### Stated goal
Copy out the passage on social services and the child's guardianship word for word, from its first sentence to its last.

### Given passage
═══

Social services has its detractors but are best placed to determine what is in the best interest of the child rather than the rather narrow focus on money.
They will determine who is the most appropriate guardian for the child, formalise this arrangement with the appropriate residence order, sort finances such as kinship carers allowance if the grandmother is the formal guardian and set up access/contact with the mother.
I assume both mother and grand-mother aren't too keen on social services contact because it carries with it the risk that the child ends up in the care system if neither is deemed fit.
However, from another perspective, perhaps social services is best placed to focus on the child and give support to both mother and grand-mother rather than let the child be a source of income for a mother who can't apparently cope with raising the child and only sees the child when they fancy.
As far as i am aware, social services were involved a few years ago when the grandparents took the child from the mother who was involved with an 'undesirable' - drug paraphanaelia left around the house, dog faeces etc. Mother at that time did not stop the grandparents doing this and actually stated it was in the child's best interests but didnt leave the dirty house etc and put her child first but left the child with the grandparents!0 -
Do SS know that effectively the mother has abandoned the child for lifestyle issues and that the grand-mother has no idea where she lives? Or was she a bit more diplomatic than this and SS aren't clued up that they don't know her whereabouts and that the grand-mother is experiencing financial hardship because the mother is retaining around £100 (just a guess) or so a week in benefits that should be spent on the child?

═══

### Region annotation entries
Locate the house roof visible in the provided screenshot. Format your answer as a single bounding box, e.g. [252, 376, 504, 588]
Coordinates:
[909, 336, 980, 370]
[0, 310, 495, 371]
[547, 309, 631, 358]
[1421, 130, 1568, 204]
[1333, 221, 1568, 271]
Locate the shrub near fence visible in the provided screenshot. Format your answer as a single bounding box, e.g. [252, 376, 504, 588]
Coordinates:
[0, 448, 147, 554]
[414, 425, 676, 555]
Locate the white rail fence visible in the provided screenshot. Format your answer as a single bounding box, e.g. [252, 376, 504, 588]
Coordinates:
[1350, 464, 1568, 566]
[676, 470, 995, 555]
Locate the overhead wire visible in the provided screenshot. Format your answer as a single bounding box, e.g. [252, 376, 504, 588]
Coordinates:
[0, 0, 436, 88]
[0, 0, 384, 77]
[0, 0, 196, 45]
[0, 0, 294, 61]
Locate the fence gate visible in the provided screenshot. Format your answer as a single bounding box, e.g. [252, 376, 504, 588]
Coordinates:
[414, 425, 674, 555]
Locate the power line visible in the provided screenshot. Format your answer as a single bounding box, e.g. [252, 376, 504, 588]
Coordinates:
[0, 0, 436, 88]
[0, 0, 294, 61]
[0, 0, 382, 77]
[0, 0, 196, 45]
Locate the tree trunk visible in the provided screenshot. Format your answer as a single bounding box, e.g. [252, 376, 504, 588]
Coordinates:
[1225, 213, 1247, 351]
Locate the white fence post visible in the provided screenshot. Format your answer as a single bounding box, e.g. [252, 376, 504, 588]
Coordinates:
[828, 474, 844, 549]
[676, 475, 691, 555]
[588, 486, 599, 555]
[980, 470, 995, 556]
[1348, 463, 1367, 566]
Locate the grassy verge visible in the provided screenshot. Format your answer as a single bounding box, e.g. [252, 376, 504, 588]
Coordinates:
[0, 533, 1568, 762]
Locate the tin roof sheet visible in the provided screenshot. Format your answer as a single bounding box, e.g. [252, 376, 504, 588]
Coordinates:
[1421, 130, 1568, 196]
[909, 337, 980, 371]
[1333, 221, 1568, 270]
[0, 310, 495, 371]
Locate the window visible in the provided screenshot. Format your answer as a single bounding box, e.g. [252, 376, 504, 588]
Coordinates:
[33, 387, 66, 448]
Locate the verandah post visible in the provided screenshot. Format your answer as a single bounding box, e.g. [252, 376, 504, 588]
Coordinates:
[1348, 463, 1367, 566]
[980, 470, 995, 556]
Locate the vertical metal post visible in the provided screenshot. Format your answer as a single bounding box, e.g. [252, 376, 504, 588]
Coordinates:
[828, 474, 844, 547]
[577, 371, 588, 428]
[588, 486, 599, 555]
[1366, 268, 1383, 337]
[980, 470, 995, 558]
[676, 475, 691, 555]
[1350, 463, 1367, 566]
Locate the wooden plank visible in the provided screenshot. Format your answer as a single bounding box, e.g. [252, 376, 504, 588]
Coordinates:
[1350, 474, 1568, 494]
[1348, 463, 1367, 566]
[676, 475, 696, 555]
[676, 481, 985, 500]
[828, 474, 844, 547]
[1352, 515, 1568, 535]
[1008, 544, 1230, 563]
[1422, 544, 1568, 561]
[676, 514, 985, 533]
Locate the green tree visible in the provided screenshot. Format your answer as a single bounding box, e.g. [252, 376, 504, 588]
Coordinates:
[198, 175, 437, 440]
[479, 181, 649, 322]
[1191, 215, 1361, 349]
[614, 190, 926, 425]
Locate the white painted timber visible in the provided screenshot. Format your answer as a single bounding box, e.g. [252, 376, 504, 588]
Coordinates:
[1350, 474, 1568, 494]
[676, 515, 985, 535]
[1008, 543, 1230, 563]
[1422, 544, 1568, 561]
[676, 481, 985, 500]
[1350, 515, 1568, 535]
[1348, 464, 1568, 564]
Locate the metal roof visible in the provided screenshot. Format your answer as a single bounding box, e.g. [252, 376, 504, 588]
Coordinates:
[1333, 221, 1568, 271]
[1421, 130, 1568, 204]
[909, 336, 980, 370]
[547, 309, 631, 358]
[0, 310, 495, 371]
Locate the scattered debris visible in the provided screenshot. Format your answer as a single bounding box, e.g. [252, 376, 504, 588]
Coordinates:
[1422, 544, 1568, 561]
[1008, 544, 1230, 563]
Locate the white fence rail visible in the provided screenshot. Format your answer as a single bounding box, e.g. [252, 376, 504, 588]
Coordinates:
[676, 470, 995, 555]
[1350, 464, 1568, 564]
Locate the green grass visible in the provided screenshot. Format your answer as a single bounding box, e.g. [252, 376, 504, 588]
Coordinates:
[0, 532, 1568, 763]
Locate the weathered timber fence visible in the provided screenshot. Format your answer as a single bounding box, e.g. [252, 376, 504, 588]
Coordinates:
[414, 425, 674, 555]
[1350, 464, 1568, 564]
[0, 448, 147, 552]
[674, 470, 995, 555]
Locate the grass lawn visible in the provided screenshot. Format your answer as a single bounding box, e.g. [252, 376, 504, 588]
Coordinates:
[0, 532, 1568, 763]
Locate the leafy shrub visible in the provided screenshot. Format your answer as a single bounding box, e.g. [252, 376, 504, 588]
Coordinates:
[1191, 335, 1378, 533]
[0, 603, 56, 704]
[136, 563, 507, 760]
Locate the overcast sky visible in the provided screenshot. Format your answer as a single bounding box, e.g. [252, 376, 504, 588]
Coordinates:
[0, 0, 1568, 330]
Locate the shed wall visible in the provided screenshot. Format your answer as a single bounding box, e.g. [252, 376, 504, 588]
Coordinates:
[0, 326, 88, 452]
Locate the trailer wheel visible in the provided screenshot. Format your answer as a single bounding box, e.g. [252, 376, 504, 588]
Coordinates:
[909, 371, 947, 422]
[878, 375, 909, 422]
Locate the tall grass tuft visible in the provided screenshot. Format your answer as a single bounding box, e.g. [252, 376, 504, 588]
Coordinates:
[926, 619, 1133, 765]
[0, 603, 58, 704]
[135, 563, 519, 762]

═══

### Output
Social services has its detractors but are best placed to determine what is in the best interest of the child rather than the rather narrow focus on money.
They will determine who is the most appropriate guardian for the child, formalise this arrangement with the appropriate residence order, sort finances such as kinship carers allowance if the grandmother is the formal guardian and set up access/contact with the mother.
I assume both mother and grand-mother aren't too keen on social services contact because it carries with it the risk that the child ends up in the care system if neither is deemed fit.
However, from another perspective, perhaps social services is best placed to focus on the child and give support to both mother and grand-mother rather than let the child be a source of income for a mother who can't apparently cope with raising the child and only sees the child when they fancy.
As far as i am aware, social services were involved a few years ago when the grandparents took the child from the mother who was involved with an 'undesirable' - drug paraphanaelia left around the house, dog faeces etc. Mother at that time did not stop the grandparents doing this and actually stated it was in the child's best interests but didnt leave the dirty house etc and put her child first but left the child with the grandparents!0 -
Do SS know that effectively the mother has abandoned the child for lifestyle issues and that the grand-mother has no idea where she lives? Or was she a bit more diplomatic than this and SS aren't clued up that they don't know her whereabouts and that the grand-mother is experiencing financial hardship because the mother is retaining around £100 (just a guess) or so a week in benefits that should be spent on the child?